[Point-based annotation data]
____________________

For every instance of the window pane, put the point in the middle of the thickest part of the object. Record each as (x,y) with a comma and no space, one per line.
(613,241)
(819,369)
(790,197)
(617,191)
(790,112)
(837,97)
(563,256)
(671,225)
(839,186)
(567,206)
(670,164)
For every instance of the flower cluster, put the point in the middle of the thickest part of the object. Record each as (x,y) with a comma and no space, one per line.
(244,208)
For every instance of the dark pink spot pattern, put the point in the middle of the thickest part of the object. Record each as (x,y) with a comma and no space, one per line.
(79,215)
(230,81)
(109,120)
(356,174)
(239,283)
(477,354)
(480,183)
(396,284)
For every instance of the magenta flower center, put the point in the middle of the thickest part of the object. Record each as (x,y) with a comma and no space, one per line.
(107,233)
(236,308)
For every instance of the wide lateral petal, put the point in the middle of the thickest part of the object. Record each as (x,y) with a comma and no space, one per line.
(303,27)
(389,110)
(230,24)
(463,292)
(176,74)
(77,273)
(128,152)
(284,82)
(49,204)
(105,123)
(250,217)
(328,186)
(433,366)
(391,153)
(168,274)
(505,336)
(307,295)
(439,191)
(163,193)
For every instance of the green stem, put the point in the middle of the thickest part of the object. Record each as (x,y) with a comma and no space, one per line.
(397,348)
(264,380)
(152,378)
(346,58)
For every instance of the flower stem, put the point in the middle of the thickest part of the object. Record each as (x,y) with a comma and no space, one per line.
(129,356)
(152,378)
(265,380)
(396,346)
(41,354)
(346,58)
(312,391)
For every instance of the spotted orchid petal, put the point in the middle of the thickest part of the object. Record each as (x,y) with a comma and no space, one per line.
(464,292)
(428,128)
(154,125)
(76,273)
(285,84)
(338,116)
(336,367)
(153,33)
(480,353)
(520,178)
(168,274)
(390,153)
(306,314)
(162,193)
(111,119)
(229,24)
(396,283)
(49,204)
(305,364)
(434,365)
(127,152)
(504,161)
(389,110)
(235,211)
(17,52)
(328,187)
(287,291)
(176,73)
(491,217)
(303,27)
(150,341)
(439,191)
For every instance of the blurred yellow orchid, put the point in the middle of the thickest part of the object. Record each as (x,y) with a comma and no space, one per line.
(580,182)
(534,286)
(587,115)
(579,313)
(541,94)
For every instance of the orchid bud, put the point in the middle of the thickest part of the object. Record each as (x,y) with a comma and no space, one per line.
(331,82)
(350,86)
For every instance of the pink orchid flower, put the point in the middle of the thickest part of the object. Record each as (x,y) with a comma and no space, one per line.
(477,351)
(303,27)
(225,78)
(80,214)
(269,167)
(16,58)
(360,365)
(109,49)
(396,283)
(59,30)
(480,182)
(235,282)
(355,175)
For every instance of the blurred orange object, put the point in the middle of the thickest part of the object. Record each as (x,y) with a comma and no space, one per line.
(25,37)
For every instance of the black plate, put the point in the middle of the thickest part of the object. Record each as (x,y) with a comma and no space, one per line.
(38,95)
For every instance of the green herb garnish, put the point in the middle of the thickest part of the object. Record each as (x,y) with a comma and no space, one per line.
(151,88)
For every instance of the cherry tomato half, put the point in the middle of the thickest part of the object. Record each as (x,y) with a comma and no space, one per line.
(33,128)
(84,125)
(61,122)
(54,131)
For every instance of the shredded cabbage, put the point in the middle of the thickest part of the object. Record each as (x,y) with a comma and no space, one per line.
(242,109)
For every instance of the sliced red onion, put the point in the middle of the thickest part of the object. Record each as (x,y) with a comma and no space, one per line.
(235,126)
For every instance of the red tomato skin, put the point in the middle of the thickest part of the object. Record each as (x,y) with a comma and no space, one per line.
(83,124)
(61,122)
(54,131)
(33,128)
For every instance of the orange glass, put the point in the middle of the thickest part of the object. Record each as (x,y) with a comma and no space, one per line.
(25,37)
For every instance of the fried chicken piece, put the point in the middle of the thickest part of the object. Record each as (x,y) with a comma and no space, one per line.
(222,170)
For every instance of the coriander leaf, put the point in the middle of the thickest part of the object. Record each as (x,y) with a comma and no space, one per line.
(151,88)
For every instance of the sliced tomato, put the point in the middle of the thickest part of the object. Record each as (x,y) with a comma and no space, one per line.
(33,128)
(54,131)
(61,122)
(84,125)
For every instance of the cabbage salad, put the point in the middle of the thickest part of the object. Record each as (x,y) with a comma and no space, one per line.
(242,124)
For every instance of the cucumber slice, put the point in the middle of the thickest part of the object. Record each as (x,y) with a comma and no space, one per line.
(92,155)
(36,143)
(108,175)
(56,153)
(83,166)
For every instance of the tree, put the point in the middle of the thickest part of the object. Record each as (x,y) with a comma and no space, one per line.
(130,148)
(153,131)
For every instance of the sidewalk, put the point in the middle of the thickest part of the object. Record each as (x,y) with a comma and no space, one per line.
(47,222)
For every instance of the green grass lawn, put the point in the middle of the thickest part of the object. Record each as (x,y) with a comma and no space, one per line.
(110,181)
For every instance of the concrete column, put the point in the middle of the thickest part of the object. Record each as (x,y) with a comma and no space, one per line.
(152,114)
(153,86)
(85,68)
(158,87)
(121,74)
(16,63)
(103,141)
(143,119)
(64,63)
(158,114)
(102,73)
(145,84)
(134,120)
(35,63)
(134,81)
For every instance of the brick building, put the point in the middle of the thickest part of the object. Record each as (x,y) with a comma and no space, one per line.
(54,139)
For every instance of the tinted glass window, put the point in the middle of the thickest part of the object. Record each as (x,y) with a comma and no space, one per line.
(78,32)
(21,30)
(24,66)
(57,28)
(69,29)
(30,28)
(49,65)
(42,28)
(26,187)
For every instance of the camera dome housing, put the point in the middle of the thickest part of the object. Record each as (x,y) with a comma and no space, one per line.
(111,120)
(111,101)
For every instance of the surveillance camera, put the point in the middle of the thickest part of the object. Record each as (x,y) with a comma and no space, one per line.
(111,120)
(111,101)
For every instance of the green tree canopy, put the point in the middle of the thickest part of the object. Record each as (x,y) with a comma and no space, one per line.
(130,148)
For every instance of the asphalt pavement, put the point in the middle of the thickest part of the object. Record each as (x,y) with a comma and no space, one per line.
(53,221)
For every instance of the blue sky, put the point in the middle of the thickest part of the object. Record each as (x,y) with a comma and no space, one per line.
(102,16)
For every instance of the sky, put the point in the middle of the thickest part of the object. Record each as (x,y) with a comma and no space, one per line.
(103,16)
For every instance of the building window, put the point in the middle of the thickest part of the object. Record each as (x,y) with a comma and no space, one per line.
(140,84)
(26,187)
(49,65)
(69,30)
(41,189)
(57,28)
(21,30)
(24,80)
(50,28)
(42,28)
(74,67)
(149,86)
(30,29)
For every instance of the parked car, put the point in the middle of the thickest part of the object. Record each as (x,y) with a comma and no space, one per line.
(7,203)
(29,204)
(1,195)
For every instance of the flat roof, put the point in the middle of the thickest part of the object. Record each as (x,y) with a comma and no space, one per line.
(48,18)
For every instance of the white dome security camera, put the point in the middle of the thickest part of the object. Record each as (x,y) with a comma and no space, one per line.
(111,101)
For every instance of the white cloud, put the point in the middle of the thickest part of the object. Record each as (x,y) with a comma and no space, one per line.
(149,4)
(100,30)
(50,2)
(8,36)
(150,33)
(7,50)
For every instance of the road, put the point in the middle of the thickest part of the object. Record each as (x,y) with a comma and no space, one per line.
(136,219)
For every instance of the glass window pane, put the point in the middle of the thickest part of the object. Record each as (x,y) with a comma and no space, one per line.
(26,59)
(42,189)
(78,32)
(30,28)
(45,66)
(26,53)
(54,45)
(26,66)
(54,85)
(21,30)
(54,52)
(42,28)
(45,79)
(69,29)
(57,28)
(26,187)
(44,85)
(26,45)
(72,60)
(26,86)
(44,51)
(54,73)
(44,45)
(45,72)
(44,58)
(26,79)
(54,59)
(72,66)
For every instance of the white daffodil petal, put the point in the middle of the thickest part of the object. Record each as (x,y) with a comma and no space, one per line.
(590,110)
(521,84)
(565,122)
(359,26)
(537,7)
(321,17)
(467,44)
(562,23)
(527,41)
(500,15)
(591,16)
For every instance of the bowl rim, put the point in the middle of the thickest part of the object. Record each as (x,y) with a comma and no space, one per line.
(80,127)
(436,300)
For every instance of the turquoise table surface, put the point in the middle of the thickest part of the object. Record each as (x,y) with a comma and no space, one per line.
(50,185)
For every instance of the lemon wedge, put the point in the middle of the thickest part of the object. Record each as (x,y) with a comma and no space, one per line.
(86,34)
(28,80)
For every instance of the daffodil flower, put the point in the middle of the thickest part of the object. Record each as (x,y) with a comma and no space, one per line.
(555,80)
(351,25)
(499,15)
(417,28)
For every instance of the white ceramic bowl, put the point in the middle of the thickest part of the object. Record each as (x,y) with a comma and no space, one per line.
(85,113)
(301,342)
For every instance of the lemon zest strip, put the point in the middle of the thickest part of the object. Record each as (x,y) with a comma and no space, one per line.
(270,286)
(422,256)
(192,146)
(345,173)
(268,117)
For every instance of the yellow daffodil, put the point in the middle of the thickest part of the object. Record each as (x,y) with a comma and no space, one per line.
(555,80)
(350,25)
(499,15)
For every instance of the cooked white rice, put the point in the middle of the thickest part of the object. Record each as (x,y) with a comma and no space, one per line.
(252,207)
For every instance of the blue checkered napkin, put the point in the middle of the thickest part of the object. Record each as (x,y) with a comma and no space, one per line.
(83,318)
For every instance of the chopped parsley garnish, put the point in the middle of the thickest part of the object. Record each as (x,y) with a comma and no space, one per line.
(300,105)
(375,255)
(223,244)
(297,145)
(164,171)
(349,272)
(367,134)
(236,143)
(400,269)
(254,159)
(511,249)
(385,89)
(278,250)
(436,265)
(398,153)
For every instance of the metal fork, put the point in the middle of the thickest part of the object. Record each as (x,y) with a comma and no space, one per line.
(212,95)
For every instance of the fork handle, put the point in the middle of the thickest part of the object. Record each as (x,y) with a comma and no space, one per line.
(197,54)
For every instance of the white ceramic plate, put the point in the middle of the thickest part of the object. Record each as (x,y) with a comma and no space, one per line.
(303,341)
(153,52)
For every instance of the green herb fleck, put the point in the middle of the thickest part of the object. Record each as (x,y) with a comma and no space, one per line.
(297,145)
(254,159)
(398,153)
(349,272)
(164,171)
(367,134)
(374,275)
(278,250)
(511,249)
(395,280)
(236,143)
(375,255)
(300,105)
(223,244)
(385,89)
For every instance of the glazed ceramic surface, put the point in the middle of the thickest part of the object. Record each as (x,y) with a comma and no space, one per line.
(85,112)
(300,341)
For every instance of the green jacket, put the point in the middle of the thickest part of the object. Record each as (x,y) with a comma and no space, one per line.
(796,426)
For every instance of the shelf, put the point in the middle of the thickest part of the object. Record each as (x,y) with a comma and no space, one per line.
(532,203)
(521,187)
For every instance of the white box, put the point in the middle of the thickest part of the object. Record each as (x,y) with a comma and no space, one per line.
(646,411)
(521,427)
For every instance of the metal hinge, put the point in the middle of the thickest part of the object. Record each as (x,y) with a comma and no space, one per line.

____________________

▶ **TASK STATEMENT**: Reproduce nothing but the lines from the line containing "For every instance of the glazed" to the last line of the data, each exactly as written.

▶ **RESPONSE TO THE EXERCISE**:
For every instance of the glazed ceramic surface, put the point in the middle of the thickest part of the object. Record each as (x,y) with a comma and no space, one per line.
(85,112)
(300,341)
For every instance of the green jacket, put the point in the middle of the thickest part of the object. Record each as (x,y) with a comma and no space, one per line.
(796,426)
For every instance of the shelf, put the point in the middle of the thickest part of the object. Record each as (x,y) with a comma and no space, one per line.
(532,203)
(521,187)
For every instance of the white box, put the point in the middle of the thickest part of the object. Record each as (x,y) with a comma and no space, one per line.
(646,411)
(521,427)
For every instance of the metal hinge, put the point in the middle of the thickest part of the object. Record each as (x,y) with a comma and no space, one per line.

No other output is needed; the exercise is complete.